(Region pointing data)
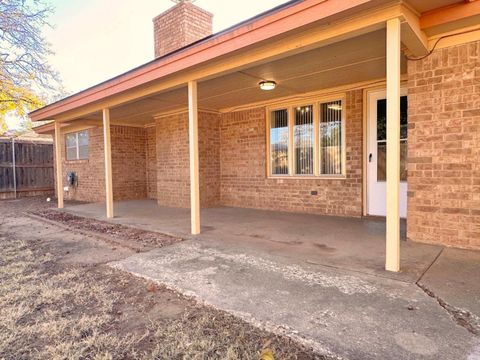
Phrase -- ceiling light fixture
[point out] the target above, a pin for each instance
(267, 85)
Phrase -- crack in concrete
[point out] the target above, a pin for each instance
(464, 318)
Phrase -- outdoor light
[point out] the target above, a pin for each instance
(336, 107)
(267, 85)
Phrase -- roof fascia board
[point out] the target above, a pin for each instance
(412, 35)
(264, 28)
(448, 14)
(267, 51)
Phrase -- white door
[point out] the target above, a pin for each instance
(377, 145)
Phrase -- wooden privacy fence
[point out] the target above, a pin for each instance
(26, 168)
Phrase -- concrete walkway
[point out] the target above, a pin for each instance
(349, 314)
(345, 243)
(317, 279)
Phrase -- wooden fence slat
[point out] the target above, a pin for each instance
(33, 168)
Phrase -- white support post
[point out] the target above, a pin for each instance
(108, 163)
(58, 165)
(193, 145)
(392, 262)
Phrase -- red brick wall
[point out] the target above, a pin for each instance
(180, 26)
(128, 166)
(243, 168)
(173, 166)
(90, 172)
(151, 154)
(444, 147)
(209, 158)
(129, 163)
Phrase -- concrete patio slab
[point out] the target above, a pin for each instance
(455, 278)
(346, 243)
(354, 315)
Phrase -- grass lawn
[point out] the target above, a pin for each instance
(60, 300)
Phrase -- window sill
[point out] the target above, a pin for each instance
(299, 177)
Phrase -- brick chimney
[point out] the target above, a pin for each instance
(180, 26)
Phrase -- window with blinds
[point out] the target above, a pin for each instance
(76, 145)
(331, 138)
(310, 143)
(304, 140)
(279, 140)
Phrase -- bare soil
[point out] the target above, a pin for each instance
(137, 239)
(59, 300)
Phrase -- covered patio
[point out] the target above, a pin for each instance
(354, 244)
(321, 58)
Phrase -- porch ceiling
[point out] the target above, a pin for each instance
(351, 61)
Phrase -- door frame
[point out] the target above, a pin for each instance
(366, 134)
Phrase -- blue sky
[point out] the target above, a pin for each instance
(94, 40)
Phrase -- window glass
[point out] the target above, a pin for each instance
(83, 152)
(77, 145)
(83, 138)
(72, 153)
(303, 139)
(71, 140)
(330, 130)
(279, 142)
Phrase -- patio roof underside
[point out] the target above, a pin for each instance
(355, 60)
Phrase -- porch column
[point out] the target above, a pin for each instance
(193, 145)
(108, 163)
(58, 164)
(392, 262)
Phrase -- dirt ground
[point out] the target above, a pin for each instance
(59, 300)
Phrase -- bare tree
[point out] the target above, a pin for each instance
(24, 69)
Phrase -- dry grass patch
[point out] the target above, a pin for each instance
(53, 310)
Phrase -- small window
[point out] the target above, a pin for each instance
(304, 139)
(77, 145)
(279, 142)
(331, 156)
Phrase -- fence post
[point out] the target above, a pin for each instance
(14, 169)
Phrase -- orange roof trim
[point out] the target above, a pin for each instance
(287, 17)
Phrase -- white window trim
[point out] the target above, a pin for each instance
(290, 106)
(77, 146)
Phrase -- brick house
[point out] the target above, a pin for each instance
(288, 111)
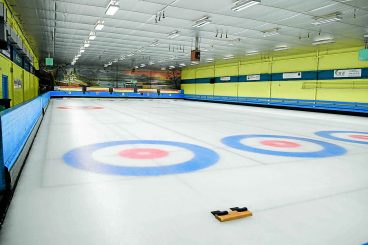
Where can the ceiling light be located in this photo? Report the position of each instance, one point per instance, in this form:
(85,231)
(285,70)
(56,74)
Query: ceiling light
(242,4)
(87,44)
(202,22)
(271,32)
(281,48)
(321,41)
(325,19)
(252,52)
(92,35)
(112,8)
(99,25)
(174,34)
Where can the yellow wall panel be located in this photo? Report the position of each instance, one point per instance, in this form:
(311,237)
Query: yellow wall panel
(341,61)
(227,70)
(255,68)
(205,72)
(343,90)
(18,91)
(204,89)
(188,74)
(254,89)
(188,88)
(295,65)
(226,89)
(292,90)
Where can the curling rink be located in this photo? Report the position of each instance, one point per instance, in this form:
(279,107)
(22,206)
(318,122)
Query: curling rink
(134,171)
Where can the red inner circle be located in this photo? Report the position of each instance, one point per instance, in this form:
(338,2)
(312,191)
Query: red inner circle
(143,153)
(359,136)
(280,143)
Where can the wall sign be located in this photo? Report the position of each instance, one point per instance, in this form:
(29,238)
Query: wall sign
(225,78)
(18,83)
(348,73)
(292,75)
(253,77)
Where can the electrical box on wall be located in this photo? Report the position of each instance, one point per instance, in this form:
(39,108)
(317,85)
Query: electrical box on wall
(363,55)
(195,55)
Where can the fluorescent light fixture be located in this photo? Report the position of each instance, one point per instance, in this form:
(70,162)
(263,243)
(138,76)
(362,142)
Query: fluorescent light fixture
(99,25)
(321,41)
(92,35)
(281,48)
(112,8)
(243,4)
(174,34)
(326,19)
(271,32)
(252,52)
(202,22)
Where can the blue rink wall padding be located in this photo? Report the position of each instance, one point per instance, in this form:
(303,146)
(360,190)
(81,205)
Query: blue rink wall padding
(115,95)
(16,125)
(296,103)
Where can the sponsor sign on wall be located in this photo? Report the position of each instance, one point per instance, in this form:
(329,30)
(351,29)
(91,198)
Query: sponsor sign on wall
(253,77)
(348,73)
(292,75)
(18,83)
(225,78)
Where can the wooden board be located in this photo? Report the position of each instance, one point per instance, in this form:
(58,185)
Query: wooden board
(233,215)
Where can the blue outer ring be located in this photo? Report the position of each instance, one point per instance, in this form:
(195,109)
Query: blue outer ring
(328,150)
(82,158)
(328,135)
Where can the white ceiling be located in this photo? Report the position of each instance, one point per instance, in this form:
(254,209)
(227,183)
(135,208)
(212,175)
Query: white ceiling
(134,27)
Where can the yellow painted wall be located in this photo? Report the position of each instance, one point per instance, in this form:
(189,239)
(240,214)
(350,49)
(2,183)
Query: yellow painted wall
(30,82)
(18,92)
(188,88)
(354,91)
(204,89)
(254,89)
(226,89)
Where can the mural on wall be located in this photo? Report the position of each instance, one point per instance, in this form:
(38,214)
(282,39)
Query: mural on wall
(92,76)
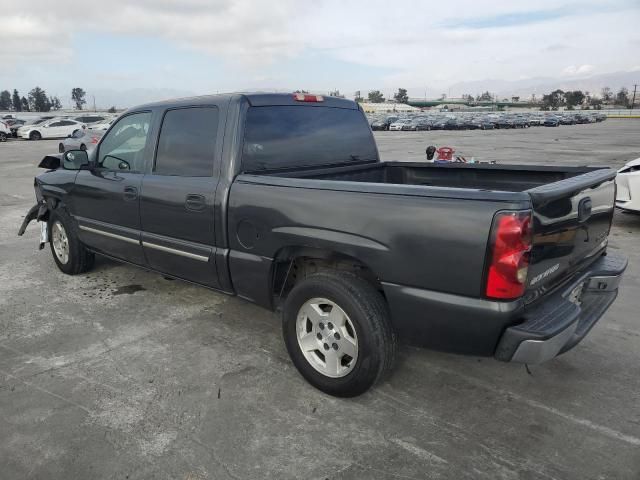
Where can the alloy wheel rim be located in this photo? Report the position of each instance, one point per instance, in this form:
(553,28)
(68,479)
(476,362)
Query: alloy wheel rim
(327,337)
(60,242)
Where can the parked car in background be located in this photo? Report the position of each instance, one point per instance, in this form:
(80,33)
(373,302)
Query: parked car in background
(397,125)
(89,119)
(551,121)
(5,132)
(505,122)
(567,120)
(521,122)
(220,191)
(628,187)
(54,128)
(82,139)
(102,125)
(423,124)
(14,124)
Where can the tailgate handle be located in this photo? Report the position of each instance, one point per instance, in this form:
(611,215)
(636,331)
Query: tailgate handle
(584,209)
(195,203)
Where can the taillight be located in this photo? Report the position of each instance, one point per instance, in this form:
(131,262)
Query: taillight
(304,97)
(509,254)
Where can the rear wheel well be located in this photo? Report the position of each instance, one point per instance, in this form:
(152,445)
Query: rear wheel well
(291,266)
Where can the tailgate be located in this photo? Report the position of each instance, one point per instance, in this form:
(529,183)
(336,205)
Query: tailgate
(572,218)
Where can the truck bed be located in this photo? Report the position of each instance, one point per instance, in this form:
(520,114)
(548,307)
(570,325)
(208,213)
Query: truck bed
(486,177)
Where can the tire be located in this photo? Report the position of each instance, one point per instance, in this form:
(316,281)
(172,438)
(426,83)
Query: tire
(64,239)
(366,331)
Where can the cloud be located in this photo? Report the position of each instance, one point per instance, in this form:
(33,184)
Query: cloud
(420,45)
(573,70)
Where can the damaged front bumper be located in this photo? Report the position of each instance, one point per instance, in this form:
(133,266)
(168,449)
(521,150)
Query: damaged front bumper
(39,212)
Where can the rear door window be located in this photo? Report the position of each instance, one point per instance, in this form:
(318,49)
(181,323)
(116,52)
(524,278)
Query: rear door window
(187,142)
(281,137)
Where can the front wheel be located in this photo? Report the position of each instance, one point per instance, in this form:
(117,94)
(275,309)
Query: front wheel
(70,255)
(337,330)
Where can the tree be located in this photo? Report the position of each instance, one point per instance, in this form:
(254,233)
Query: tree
(38,100)
(401,96)
(55,103)
(554,100)
(77,96)
(574,98)
(622,97)
(17,105)
(375,96)
(5,100)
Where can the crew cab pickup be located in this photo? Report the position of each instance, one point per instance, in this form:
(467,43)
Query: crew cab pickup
(282,200)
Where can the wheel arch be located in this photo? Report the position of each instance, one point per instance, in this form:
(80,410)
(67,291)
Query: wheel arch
(292,263)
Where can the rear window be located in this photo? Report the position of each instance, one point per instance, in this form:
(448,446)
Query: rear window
(280,137)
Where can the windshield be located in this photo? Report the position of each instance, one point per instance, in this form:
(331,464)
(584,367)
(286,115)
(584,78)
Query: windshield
(279,137)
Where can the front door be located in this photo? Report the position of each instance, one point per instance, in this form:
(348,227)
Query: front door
(177,201)
(106,202)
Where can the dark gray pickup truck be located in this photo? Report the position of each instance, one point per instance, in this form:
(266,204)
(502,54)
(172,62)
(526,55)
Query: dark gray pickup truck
(282,200)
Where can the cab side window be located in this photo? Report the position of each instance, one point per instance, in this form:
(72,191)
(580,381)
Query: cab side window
(123,147)
(186,146)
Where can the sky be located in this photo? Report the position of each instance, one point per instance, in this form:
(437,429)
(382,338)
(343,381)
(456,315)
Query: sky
(136,50)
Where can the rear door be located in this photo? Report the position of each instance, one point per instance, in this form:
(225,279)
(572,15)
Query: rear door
(572,219)
(177,202)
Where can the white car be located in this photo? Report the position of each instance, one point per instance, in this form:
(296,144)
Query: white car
(82,139)
(55,128)
(5,132)
(102,125)
(398,125)
(628,183)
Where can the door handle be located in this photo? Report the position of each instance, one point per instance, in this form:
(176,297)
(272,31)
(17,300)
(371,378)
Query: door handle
(130,193)
(194,202)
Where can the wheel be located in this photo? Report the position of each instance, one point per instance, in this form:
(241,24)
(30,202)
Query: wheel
(70,255)
(336,328)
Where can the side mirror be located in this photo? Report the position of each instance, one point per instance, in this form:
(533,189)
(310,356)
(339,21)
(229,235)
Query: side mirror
(75,160)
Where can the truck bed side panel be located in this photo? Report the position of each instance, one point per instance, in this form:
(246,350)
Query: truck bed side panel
(433,243)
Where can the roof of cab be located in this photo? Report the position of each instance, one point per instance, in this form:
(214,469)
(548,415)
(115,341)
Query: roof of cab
(256,99)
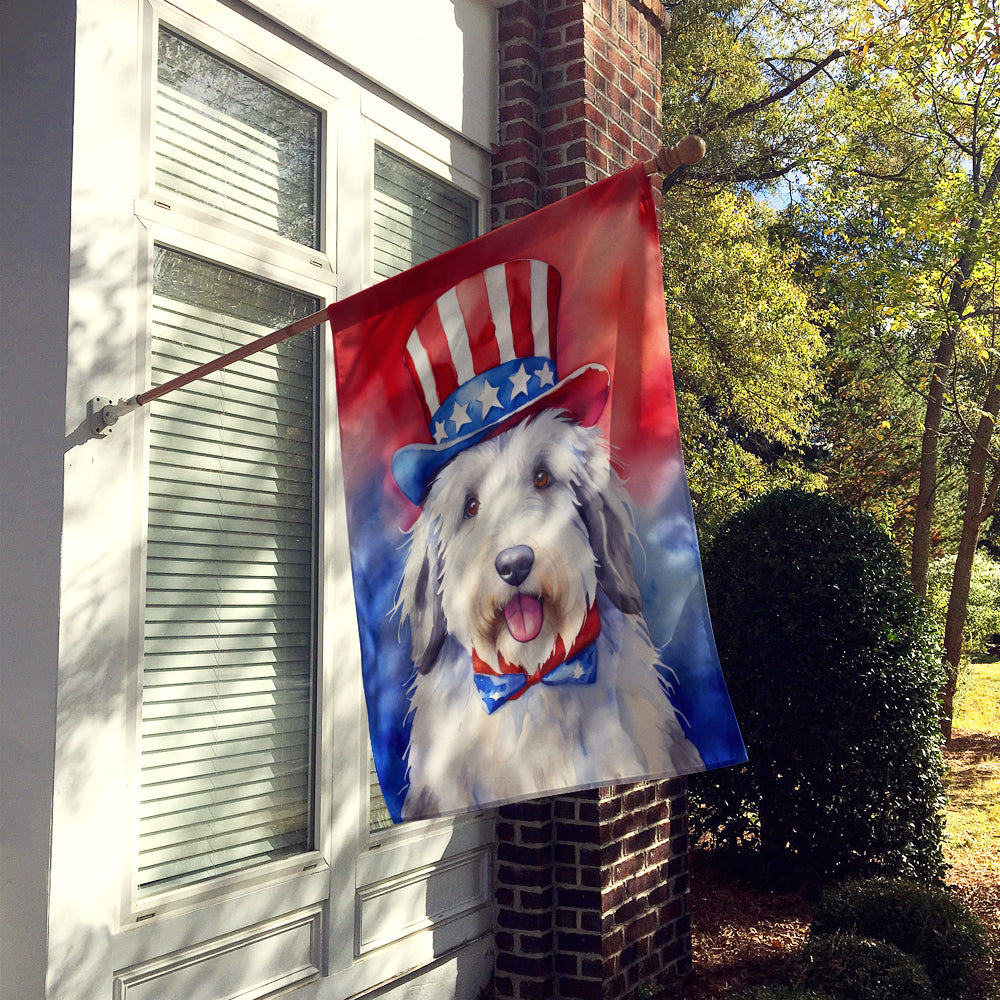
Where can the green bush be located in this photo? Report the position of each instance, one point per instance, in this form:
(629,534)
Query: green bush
(833,672)
(856,968)
(925,922)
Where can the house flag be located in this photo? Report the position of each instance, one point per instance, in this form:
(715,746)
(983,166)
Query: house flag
(528,586)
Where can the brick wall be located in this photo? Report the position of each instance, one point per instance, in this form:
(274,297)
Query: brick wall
(579,96)
(591,889)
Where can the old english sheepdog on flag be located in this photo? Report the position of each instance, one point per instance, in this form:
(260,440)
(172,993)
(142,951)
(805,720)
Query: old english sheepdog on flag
(526,572)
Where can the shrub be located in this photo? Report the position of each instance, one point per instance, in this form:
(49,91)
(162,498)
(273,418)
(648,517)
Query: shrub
(926,922)
(833,673)
(982,619)
(856,968)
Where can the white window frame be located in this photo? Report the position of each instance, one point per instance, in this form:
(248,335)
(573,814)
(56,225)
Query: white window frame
(352,875)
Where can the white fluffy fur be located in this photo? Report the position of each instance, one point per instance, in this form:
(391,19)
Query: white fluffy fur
(577,520)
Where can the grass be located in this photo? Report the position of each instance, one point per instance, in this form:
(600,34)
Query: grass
(973,783)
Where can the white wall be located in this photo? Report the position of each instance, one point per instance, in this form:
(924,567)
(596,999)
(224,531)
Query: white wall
(36,108)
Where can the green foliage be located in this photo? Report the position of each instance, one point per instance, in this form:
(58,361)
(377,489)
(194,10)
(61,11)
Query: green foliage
(746,354)
(833,673)
(856,968)
(926,922)
(983,612)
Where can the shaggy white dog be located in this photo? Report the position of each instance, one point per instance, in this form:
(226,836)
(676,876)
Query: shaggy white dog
(519,538)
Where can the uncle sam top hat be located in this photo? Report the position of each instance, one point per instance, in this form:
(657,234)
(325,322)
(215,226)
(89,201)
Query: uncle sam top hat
(483,358)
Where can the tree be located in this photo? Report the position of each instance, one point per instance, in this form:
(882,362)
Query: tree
(746,349)
(914,187)
(747,357)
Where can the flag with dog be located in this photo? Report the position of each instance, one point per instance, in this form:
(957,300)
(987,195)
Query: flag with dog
(526,572)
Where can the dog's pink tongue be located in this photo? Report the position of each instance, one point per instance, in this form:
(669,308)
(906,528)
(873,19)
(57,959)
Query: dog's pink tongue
(524,617)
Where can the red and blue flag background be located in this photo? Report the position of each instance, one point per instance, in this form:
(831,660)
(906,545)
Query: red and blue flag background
(608,313)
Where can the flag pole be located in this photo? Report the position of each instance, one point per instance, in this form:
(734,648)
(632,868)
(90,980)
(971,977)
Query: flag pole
(687,152)
(103,413)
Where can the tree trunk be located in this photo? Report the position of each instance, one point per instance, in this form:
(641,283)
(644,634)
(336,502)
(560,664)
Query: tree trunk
(920,553)
(980,499)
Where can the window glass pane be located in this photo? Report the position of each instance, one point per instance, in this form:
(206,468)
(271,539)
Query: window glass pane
(228,140)
(416,216)
(228,655)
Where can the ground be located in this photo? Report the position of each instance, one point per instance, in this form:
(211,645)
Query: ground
(742,935)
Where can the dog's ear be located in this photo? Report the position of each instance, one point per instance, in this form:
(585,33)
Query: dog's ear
(608,519)
(420,596)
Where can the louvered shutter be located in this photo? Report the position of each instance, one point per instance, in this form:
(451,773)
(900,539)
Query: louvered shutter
(416,216)
(228,658)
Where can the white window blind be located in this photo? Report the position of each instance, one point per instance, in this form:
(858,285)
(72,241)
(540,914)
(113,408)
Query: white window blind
(416,216)
(228,140)
(228,659)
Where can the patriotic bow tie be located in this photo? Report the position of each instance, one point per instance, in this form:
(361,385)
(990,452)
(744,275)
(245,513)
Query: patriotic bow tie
(579,666)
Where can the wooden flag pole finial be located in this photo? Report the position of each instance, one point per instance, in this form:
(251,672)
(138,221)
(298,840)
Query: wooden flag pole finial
(668,158)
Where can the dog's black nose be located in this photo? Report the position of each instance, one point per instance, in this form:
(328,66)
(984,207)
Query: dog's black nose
(514,564)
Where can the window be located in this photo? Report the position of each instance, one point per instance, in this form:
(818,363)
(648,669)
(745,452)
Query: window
(229,649)
(227,140)
(228,679)
(416,216)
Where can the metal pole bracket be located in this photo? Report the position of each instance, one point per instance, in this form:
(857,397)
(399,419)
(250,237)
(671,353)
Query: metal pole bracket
(103,413)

# Problem statement
Work through the data and count each line holding the string "trim". Give only that count.

# Result of this task
2